* O QUE FAZER *
(A) Segundo o texto da página, qual valor está previsto para mobilidade?
(B) Devolva, sem alterações, o trecho do texto da página que vai de "O Movimento dos" até "na Constituição Federal.".

O Movimento dos Atingidos por Barragens (MAB) vê com muita preocupação a tentativa de se chegar a um acordo dessa proporção sem a participação dos atingidos, de amplo debate pela sociedade civil e pelos outros poderes do Estado de Minas Gerais. É preciso ressaltar que apesar do Estado ser legítimo em seu pedido e em suas justificativas, as propostas de programa de reparação apresentadas pelo governo criam um verdadeiro orçamento de exceção, autorizando obras e gastos sem que esses valores passem pelo processo orçamentário adequado previsto na Constituição Federal.
Além disso, os programas pouco apresentam relação com as reais necessidades dos atingidos e atingidas da bacia do Paraopeba, e parecem interessar mais ao governo, cujo déficit orçamentário pode chegar a 20 bilhões após a crise do coronavírus – estão previstos 11 bilhões em fortalecimento do serviço público e 5 bilhões em mobilidade, incluindo a construção do Rodoanel e melhoria e aumento do metrô. Apesar de já ter anunciado propostas de governança para a gestão desses valores, o governo de Minas Gerais aproveitou a pandemia para não mais realizar reuniões com os atingidos e atingidas para a construção da proposta, decidindo por “passar a boiada”.

* ITENS LISTADOS *

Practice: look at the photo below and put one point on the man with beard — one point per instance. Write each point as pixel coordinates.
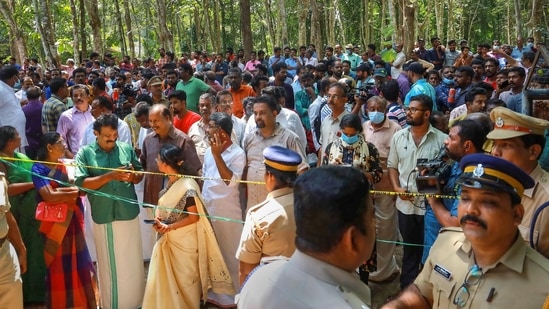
(472, 266)
(478, 69)
(450, 54)
(419, 140)
(463, 78)
(172, 78)
(465, 137)
(164, 132)
(515, 76)
(337, 69)
(267, 133)
(491, 67)
(192, 86)
(280, 71)
(419, 84)
(199, 130)
(238, 91)
(520, 139)
(222, 169)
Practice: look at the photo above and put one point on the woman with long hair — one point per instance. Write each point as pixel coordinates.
(22, 195)
(186, 261)
(70, 278)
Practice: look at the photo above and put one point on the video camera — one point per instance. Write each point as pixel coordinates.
(434, 174)
(364, 92)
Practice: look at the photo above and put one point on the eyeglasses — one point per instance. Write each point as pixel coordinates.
(413, 110)
(472, 278)
(335, 97)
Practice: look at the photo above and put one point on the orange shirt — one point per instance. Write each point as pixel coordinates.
(238, 96)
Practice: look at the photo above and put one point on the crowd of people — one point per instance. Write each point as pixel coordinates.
(252, 173)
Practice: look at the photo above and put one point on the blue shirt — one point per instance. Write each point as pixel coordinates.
(421, 87)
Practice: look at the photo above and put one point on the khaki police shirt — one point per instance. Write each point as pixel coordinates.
(531, 200)
(269, 229)
(520, 278)
(303, 282)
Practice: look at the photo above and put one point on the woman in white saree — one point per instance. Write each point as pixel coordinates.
(186, 261)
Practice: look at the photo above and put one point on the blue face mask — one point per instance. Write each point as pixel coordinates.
(447, 81)
(376, 117)
(349, 139)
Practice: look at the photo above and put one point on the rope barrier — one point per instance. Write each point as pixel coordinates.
(211, 217)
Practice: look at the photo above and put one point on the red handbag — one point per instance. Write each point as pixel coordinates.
(51, 212)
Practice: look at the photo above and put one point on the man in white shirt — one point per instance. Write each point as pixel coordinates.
(12, 113)
(223, 166)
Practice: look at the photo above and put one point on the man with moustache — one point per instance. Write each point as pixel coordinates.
(199, 130)
(420, 140)
(465, 137)
(267, 133)
(183, 118)
(164, 132)
(520, 139)
(116, 227)
(73, 122)
(222, 169)
(485, 263)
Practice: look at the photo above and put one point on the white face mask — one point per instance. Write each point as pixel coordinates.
(376, 117)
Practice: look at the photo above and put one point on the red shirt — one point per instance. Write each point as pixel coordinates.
(185, 123)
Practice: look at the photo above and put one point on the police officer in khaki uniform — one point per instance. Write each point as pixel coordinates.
(269, 229)
(13, 254)
(335, 233)
(520, 139)
(485, 263)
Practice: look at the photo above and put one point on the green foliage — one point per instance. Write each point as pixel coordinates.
(477, 21)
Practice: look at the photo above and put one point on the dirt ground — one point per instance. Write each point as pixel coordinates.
(380, 292)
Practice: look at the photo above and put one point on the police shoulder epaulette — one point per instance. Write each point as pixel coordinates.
(450, 229)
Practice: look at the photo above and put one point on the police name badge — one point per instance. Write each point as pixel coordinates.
(443, 272)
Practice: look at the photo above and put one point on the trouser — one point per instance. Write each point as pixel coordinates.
(387, 234)
(411, 228)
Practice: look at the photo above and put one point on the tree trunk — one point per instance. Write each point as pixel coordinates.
(75, 28)
(83, 36)
(439, 17)
(18, 44)
(303, 12)
(217, 26)
(535, 20)
(129, 28)
(409, 24)
(270, 26)
(120, 26)
(95, 24)
(246, 27)
(316, 26)
(165, 36)
(283, 26)
(518, 19)
(42, 17)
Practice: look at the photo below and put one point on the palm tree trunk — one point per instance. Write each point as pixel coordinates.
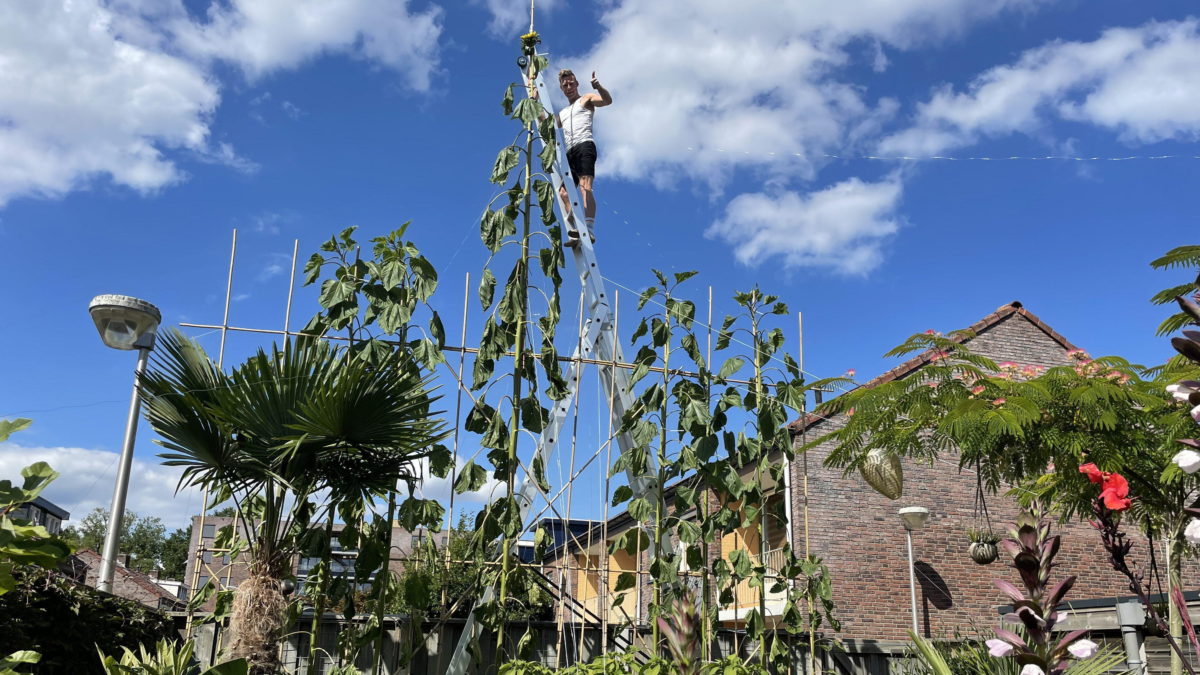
(319, 605)
(257, 622)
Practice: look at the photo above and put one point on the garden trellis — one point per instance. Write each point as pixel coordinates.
(598, 345)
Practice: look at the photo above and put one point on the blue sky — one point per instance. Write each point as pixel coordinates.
(131, 156)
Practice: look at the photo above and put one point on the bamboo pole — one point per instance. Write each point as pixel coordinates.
(604, 531)
(804, 440)
(564, 561)
(522, 280)
(706, 633)
(204, 505)
(454, 472)
(292, 285)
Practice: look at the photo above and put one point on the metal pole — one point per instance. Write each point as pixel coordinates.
(117, 514)
(912, 584)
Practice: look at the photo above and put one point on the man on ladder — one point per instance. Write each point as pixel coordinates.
(575, 120)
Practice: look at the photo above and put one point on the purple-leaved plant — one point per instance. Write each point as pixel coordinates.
(1033, 550)
(679, 627)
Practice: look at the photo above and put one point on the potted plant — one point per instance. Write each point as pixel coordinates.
(983, 545)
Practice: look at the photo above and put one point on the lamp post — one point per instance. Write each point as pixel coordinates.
(913, 518)
(124, 323)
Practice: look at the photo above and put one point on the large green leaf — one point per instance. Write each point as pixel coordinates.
(471, 478)
(10, 426)
(486, 288)
(504, 162)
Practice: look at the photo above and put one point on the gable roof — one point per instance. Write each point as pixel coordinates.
(919, 360)
(90, 559)
(623, 520)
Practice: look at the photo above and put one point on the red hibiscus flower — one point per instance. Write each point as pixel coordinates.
(1115, 493)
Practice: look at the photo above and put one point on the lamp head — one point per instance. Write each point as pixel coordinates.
(915, 517)
(125, 323)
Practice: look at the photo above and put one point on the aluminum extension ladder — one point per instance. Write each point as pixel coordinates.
(599, 342)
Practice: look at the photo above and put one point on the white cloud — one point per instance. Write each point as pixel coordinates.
(262, 36)
(511, 17)
(78, 101)
(113, 89)
(705, 87)
(292, 111)
(840, 227)
(439, 489)
(268, 222)
(88, 478)
(1141, 83)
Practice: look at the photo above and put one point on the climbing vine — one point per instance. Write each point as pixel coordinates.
(510, 333)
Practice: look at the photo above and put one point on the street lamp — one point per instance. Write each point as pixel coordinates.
(913, 518)
(124, 323)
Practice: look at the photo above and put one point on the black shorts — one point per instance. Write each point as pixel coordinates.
(582, 160)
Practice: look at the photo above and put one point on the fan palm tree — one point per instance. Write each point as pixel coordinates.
(282, 428)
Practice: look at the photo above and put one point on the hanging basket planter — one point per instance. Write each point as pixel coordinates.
(882, 471)
(983, 553)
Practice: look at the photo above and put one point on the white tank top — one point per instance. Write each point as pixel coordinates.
(576, 121)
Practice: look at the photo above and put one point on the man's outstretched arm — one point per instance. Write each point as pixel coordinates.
(601, 97)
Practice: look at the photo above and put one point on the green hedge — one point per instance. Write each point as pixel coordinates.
(65, 622)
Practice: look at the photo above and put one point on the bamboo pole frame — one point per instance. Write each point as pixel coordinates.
(604, 566)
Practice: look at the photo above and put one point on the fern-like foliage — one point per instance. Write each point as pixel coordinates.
(1026, 430)
(1185, 257)
(1179, 256)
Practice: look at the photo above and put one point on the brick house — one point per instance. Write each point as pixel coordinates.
(861, 538)
(83, 567)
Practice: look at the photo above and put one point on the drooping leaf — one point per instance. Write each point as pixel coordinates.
(533, 416)
(486, 288)
(528, 109)
(730, 368)
(471, 478)
(441, 460)
(505, 162)
(425, 278)
(507, 106)
(646, 297)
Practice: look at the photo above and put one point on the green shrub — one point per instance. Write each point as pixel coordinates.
(65, 622)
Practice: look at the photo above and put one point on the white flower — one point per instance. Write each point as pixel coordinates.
(999, 649)
(1193, 532)
(1086, 649)
(1187, 460)
(1181, 390)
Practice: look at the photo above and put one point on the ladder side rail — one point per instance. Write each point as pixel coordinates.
(588, 269)
(600, 342)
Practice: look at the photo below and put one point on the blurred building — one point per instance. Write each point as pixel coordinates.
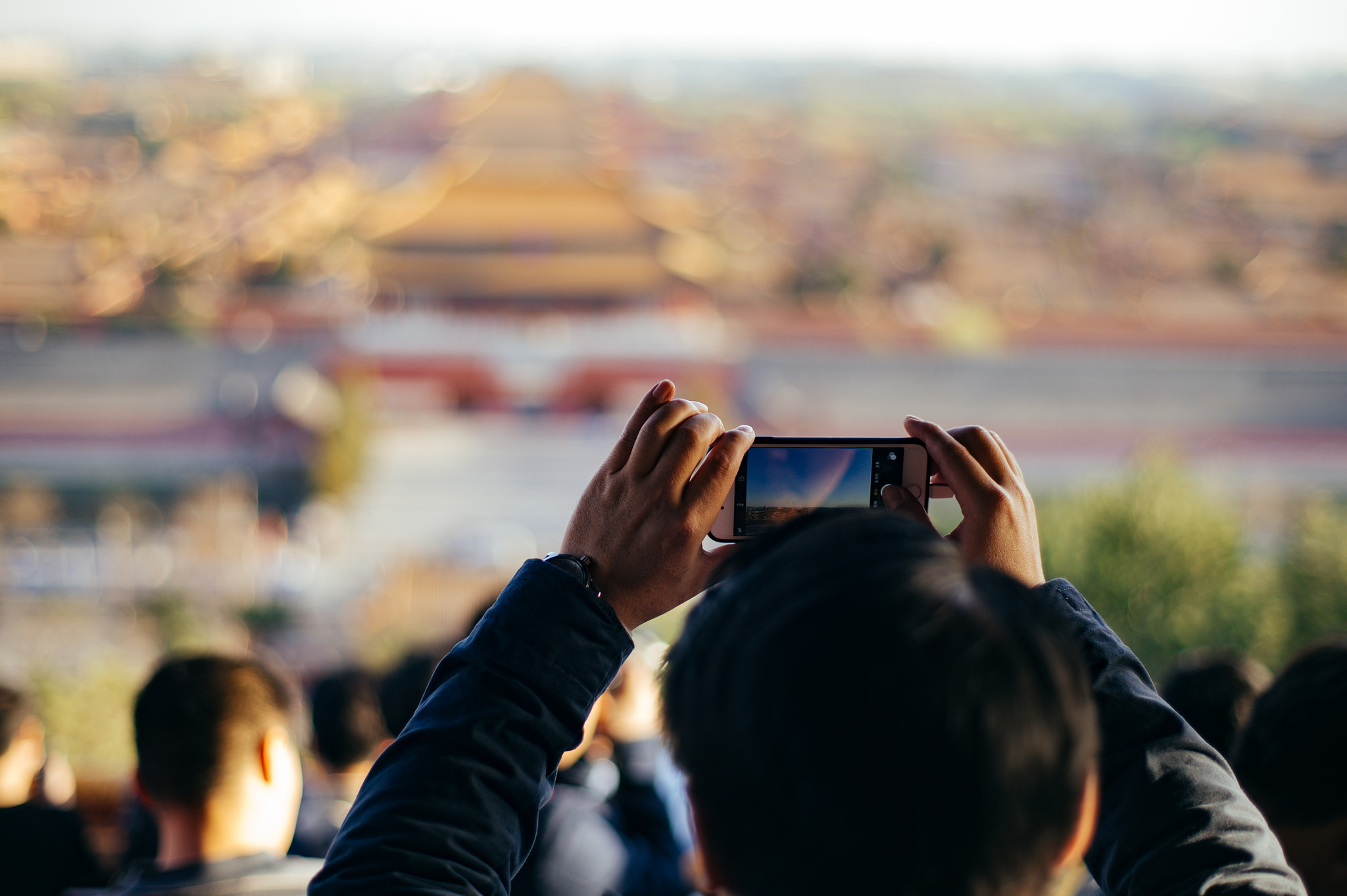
(515, 271)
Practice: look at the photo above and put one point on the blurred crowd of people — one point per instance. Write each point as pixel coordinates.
(237, 772)
(226, 778)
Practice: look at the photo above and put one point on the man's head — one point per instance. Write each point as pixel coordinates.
(1289, 761)
(1214, 692)
(402, 689)
(857, 711)
(348, 723)
(22, 749)
(214, 747)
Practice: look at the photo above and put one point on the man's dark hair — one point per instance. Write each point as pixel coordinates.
(348, 723)
(14, 708)
(1214, 692)
(858, 711)
(197, 717)
(1289, 757)
(402, 689)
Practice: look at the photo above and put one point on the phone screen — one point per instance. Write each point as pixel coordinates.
(780, 483)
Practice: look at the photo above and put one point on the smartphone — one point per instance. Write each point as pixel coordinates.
(784, 478)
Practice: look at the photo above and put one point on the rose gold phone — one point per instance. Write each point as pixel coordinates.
(787, 478)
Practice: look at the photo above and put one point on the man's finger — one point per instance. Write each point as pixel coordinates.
(1015, 465)
(651, 401)
(686, 448)
(655, 434)
(960, 470)
(706, 492)
(713, 560)
(984, 447)
(902, 501)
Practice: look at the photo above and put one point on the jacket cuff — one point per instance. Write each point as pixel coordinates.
(546, 630)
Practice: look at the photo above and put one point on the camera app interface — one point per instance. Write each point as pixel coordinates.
(783, 483)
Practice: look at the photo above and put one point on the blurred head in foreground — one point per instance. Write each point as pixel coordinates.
(217, 759)
(857, 711)
(1292, 762)
(22, 748)
(1214, 692)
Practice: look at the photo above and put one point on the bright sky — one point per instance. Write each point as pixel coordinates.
(1139, 34)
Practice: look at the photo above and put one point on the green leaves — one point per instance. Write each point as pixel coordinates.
(1165, 564)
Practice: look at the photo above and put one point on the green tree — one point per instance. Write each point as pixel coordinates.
(1164, 564)
(1313, 572)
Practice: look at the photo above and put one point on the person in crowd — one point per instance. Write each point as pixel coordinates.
(42, 849)
(402, 689)
(606, 828)
(1214, 692)
(971, 761)
(349, 732)
(218, 770)
(1292, 761)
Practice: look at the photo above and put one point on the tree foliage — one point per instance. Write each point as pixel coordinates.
(1165, 564)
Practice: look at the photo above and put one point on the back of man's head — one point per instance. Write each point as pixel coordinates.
(860, 712)
(402, 689)
(15, 707)
(1214, 692)
(199, 720)
(1289, 757)
(348, 723)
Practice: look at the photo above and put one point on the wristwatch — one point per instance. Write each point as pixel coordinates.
(578, 567)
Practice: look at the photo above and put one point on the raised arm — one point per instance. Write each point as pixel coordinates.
(452, 805)
(1172, 818)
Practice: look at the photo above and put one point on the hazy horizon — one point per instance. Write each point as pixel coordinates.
(1155, 37)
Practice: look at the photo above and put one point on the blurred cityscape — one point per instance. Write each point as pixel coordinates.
(310, 353)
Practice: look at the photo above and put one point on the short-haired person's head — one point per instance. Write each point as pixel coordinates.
(199, 720)
(1214, 692)
(15, 708)
(348, 721)
(858, 711)
(1291, 755)
(1289, 759)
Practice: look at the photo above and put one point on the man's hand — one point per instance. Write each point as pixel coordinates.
(646, 513)
(998, 528)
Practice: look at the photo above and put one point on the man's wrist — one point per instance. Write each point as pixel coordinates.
(581, 567)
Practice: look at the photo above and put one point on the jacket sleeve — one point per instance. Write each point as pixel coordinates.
(452, 806)
(1172, 818)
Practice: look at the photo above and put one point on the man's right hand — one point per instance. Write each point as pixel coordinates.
(998, 527)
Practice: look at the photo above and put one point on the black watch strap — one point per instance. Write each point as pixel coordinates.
(579, 567)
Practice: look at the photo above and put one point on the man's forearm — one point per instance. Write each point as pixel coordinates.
(1172, 818)
(452, 805)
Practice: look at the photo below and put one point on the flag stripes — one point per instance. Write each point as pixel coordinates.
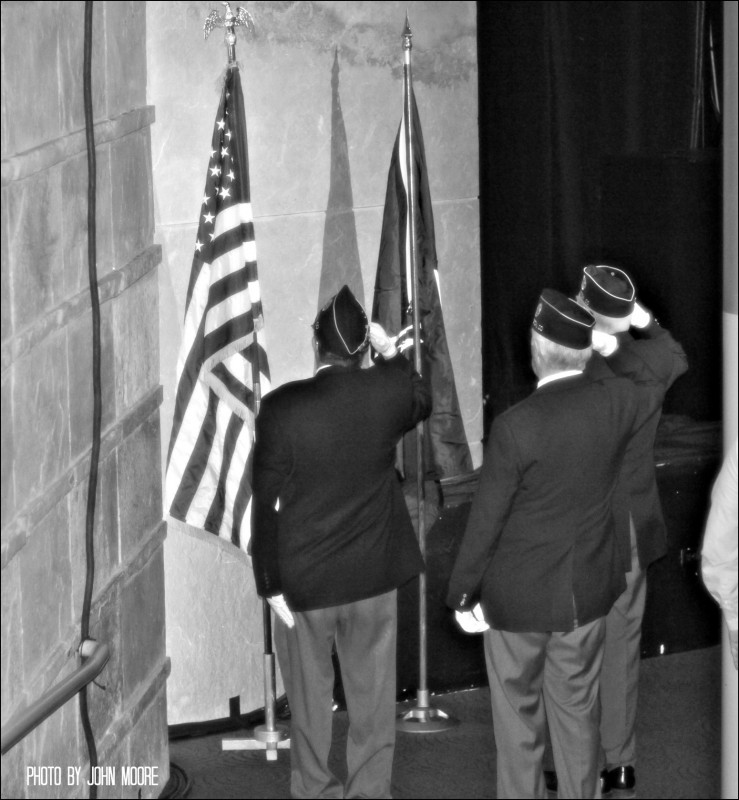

* RESPOSTAS *
(A) 5 bilhões.

(B)
O Movimento dos Atingidos por Barragens (MAB) vê com muita preocupação a tentativa de se chegar a um acordo dessa proporção sem a participação dos atingidos, de amplo debate pela sociedade civil e pelos outros poderes do Estado de Minas Gerais. É preciso ressaltar que apesar do Estado ser legítimo em seu pedido e em suas justificativas, as propostas de programa de reparação apresentadas pelo governo criam um verdadeiro orçamento de exceção, autorizando obras e gastos sem que esses valores passem pelo processo orçamentário adequado previsto na Constituição Federal.